*DIRECTION 1*:
In the article on winter watercraft storage, who is the Service Adviser quoted at America's Motorsports?
*DIRECTION 2*:
Take everything from "Nevertheless, for many" down to "cooling temperatures outdoors." in the article on winter watercraft storage and write it out again, substituting "machines" for "skis" each time it occurs.

*PAGE TEXT*:

-=-=-=-=-

Cold Storage: Why You Should Rack ‘Em Up Over Winter


‘Tis the season to start preparing for the cold, dreary off-season. For those in the warmer, Southern latitudes, this is a foreign subject, so we’ll have to do a little explaining. As the seasons change from Summer to Fall, and the leaves turn from vibrant ambers and ochers and collect on the ground, so concludes ideal riding conditions for so many in the northern states.

Apart from bundling up into full suits or even clunky dry suits, with face masks and headgear to keep your nose and ears from frostbite, the majority of personal watercraft owners retire their seaworthy craft for a fair chunk of the calendar year (all the while you suntanned, smiling jerks in Florida, California and Arizona keep riding all year ’round). It’s climatic trade between rotating through four seasons for exorbitant housing costs.


Taking your PWC to trusted dealers – like America’s Motorsports and WMF Watercraft – for winterization and storage ensures that your watercraft will be properly prepared and protected from the harmful elements of winter.

Nevertheless, for many of us, it’s time to decide how to prepare your PWC for hibernation. While this article isn’t a systematic walk-through of how to properly winterize your runabout, it does focus on where to hole up your machine when put in stasis. See, many opt to winterize their skis at home and tuck their craft alongside the house, wrap it in a ski cover and stow it on the trailer out back or lock it up in the garage.

While this does help to save a few bucks, the potential damage done by not bringing your craft to a professional facility could add up far worse. These watercraft are chocked full of sensitive electronics, fluids and contain soft and degradable materials that doesn’t fare too well when exposed to harsh elements. Too often even covered skis can fade and discolor just by the daily heating and cooling temperatures outdoors.


Prior to being locked up for the off season, all winterized craft pass thorough inspections and checklists to remove any standing water, fog the engine and remove any fluids that might freeze and expand in northern climate conditions.

We visited the Middle Tennesse Sea-Doo super dealer America’s Motorsports recently, whose massive warehouse features floor-to-ceiling storage racks full of units from customers and the showroom floor that have been wrapped up for the winter. Service Adviser, Tyler Hunt explained, “All of our customers’ skis are dry stored indoors in a climate-controlled secured warehouse. You don’t have to worry about them being in your way, taking up space in your garage or sideyard, and the peace of mind knowing where its at and knowing that it’s being taken care of by trained professionals.

-=-=-=-=-

*SOURCE MATERIAL*:
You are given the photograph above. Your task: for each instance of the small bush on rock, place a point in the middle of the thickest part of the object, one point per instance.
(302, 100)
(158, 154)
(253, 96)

-=-=-=-=-

*OUTPUT 1*:
Tyler Hunt

*OUTPUT 2*:
Nevertheless, for many of us, it’s time to decide how to prepare your PWC for hibernation. While this article isn’t a systematic walk-through of how to properly winterize your runabout, it does focus on where to hole up your machine when put in stasis. See, many opt to winterize their machines at home and tuck their craft alongside the house, wrap it in a ski cover and stow it on the trailer out back or lock it up in the garage.

While this does help to save a few bucks, the potential damage done by not bringing your craft to a professional facility could add up far worse. These watercraft are chocked full of sensitive electronics, fluids and contain soft and degradable materials that doesn’t fare too well when exposed to harsh elements. Too often even covered machines can fade and discolor just by the daily heating and cooling temperatures outdoors.